■ To do: Summarize the column on the 1883 advice about water closets in exactly two sentences.

■ Text block:
THE OLD BEAR
There is a new era in the “flow and flush” of Tasmanians’ lives – the State Government’s control of water and sewerage via corporations. There is apprehension about the results, but at least we can be comforted by the fact we won’t have to put up with what much earlier generations had to endure.
Consider the following from an intriguing little book published by the Homeopathic Pharmacy in Hobart in 1883 with the title The Medical Telephone (price sixpence). An entry under “water closets” is enough to have a modern-day toilet flusher shudder in disbelief:
“Of all the nasty institutions under the sun, the closets one usually meets with, beat all. Filthy stinking holes, where – an offence in every sense – the excreta are allowed to lie, exhaling stenches and disease. Or may be placed over a clear running stream, which saves all trouble in clearing away, and adds considerably to the flavour and consistence of the water for the next family down stream who have to drink it, and moreover is a rare source of revenue to the doctor of the district.
“To save all these troubles, and save the manure as well, which will amply repay all trouble where there is a garden, make your ordinary closet into a dry earth closet. A small galvanised bath under the seat makes a good receiver, and a box full of dry earth or ashes complete the arrangements. This box might be kept behind the door with a scoop or flower-pot in, and a notice over, asking every one to obey the Levitical law. To keep down smells in hot weather, use a little of Jeye’s Sanitary Powder to sprinkle about.”
Phew! Hardly Bearable I’d say.
Footnote: the Levitical law refers to Deuteronomy, Chaper 23, Verse 13: “And thou shalt have a paddle upon thy weapon; and it shall be, when thou wilt ease thyself abroad, thou shalt dig therewith, and shalt turn back and cover that which cometh from thee.”

■ Extracted data:
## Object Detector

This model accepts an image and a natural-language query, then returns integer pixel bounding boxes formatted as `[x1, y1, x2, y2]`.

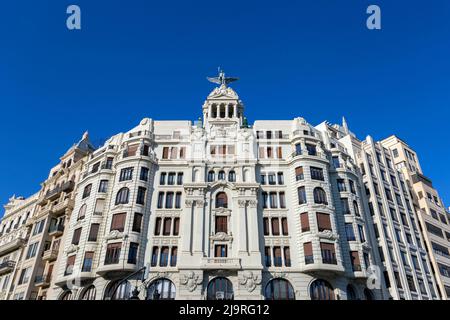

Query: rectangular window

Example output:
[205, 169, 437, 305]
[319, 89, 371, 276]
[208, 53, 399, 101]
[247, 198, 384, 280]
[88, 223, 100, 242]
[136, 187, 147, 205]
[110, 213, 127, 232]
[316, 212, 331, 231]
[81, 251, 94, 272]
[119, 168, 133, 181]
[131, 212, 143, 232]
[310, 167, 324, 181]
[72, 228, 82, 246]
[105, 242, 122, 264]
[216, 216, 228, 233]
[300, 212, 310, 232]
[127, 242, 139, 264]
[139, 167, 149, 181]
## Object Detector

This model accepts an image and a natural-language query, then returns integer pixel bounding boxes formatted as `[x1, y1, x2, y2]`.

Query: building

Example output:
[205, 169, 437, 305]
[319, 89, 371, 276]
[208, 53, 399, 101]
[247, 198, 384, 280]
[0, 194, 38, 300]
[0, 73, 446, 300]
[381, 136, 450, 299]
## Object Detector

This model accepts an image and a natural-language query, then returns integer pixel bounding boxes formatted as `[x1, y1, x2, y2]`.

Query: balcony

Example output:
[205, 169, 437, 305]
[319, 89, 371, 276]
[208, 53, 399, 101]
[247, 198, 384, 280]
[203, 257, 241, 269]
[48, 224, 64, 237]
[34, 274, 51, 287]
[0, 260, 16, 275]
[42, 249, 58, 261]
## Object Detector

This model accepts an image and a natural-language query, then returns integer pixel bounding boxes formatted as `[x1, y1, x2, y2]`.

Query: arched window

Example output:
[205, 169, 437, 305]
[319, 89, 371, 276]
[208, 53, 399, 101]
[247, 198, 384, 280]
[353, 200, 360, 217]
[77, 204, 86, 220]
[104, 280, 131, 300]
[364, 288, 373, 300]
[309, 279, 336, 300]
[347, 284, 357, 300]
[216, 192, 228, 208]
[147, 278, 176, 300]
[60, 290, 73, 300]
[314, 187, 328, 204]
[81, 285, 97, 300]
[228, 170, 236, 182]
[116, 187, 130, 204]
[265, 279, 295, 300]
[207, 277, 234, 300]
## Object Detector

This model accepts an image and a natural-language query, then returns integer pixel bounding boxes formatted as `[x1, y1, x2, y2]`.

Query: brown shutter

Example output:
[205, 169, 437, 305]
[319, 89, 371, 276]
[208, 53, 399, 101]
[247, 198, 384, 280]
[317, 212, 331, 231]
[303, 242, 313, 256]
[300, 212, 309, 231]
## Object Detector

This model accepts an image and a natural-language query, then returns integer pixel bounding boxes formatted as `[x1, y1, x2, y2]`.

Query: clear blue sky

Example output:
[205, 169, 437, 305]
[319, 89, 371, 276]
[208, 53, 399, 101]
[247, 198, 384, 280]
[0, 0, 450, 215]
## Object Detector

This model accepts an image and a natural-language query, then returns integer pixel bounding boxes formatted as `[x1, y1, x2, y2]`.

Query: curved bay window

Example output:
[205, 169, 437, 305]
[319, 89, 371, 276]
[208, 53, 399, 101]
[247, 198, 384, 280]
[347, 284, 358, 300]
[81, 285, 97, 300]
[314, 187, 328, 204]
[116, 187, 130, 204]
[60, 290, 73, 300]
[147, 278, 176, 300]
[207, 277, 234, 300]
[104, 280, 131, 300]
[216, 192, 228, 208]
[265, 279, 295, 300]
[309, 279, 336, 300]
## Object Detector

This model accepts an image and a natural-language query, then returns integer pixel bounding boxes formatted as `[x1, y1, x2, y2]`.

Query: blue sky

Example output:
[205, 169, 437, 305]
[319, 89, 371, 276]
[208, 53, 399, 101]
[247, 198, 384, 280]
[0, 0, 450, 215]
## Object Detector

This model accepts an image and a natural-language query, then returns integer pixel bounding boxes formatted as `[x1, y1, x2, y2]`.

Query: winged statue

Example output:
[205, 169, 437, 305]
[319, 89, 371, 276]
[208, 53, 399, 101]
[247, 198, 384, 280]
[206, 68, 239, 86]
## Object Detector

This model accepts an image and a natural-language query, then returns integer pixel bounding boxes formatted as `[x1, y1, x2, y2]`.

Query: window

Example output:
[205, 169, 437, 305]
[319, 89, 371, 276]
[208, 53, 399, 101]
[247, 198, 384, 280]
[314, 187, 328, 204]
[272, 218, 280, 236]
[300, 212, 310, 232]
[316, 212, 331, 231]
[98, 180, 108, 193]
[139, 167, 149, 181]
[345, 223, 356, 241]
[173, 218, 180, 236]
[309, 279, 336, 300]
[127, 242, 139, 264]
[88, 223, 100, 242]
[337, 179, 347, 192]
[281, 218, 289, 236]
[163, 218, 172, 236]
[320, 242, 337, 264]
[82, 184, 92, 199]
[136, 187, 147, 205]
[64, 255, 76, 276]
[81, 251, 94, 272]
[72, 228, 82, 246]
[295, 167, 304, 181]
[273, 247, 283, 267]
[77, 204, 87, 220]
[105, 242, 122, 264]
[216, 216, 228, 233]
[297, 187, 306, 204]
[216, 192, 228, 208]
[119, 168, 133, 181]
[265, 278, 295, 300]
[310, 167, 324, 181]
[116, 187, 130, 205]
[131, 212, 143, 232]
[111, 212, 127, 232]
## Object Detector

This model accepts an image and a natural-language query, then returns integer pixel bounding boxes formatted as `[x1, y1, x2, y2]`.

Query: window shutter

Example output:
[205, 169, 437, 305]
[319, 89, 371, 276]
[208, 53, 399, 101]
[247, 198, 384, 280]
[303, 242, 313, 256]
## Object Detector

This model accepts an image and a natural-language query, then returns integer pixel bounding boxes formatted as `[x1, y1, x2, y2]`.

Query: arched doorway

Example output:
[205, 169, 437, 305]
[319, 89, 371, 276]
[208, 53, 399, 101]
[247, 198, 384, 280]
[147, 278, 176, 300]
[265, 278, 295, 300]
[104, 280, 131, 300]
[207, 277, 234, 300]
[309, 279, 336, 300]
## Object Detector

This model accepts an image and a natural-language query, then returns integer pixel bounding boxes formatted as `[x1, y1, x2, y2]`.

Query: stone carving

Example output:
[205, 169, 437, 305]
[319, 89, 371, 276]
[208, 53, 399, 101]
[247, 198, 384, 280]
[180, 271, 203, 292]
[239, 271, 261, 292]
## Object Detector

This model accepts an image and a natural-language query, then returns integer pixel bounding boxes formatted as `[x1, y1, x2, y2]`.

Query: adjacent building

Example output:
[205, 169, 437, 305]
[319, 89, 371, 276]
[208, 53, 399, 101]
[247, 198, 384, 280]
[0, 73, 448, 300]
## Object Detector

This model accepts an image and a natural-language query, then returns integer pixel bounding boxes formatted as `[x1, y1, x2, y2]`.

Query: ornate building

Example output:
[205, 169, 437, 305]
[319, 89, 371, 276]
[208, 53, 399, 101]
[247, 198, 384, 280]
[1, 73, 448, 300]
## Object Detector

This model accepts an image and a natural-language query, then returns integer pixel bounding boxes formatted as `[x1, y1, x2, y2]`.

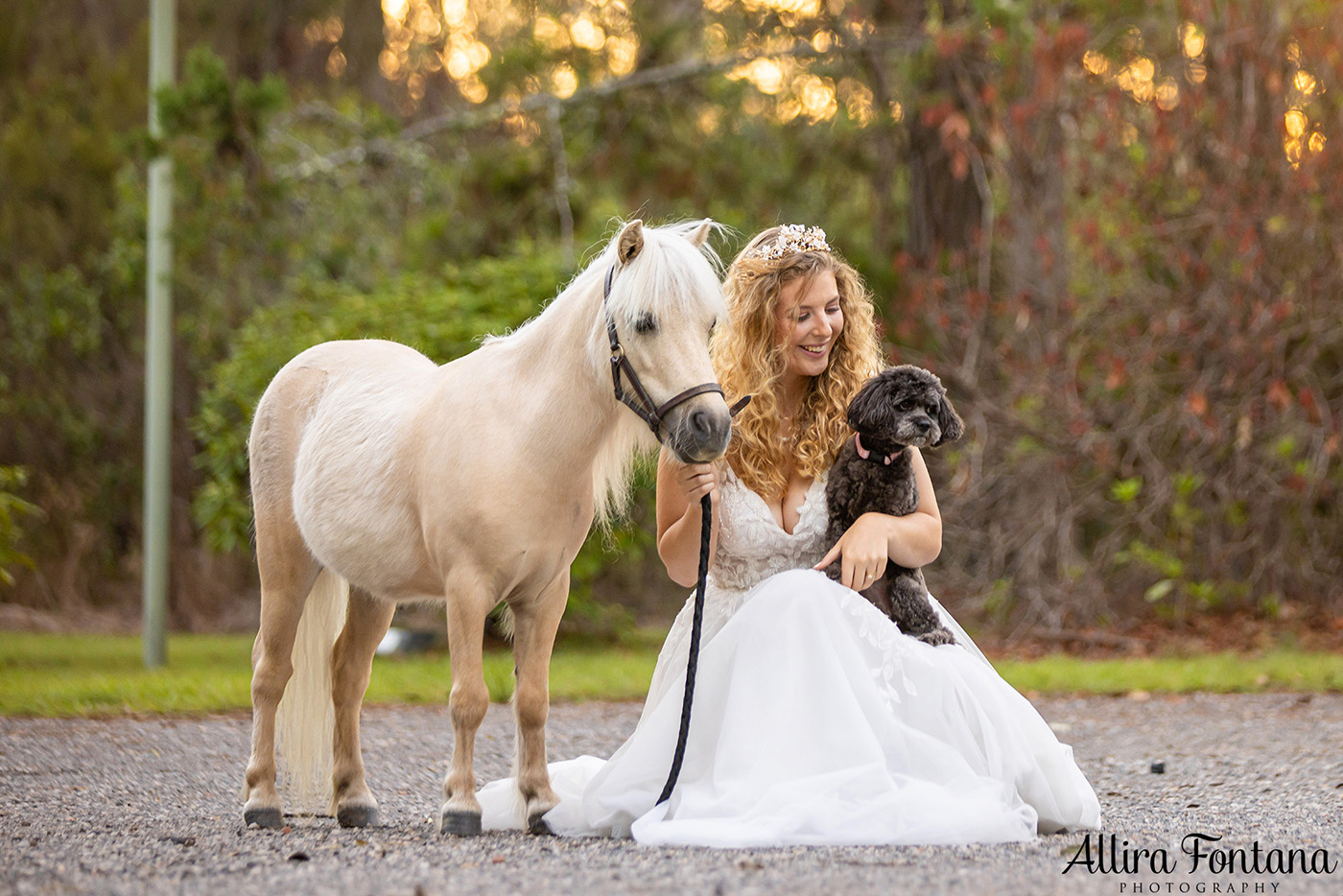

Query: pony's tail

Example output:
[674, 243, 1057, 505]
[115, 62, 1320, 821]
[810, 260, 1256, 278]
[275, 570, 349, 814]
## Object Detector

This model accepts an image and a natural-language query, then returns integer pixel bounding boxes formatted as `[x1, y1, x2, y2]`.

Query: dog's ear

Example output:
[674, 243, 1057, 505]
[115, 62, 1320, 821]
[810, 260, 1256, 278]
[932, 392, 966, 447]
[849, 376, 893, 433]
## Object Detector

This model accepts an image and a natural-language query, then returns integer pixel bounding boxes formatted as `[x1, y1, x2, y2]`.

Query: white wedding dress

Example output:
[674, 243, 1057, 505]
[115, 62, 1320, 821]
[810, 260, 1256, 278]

■ Exercise output: With Tasmania's water and sewerage now under State Government control through corporations, the column notes that despite apprehension, today's residents are spared what much earlier generations endured, as shown by The Medical Telephone, a booklet published by the Homeopathic Pharmacy in Hobart in 1883. Its entry on water closets condemns filthy, stinking closets and those placed over streams that foul the next family's drinking water, and it recommends converting to a dry earth closet with a galvanized bath under the seat, a box of dry earth or ashes, and Jeye's Sanitary Powder to keep down smells in hot weather.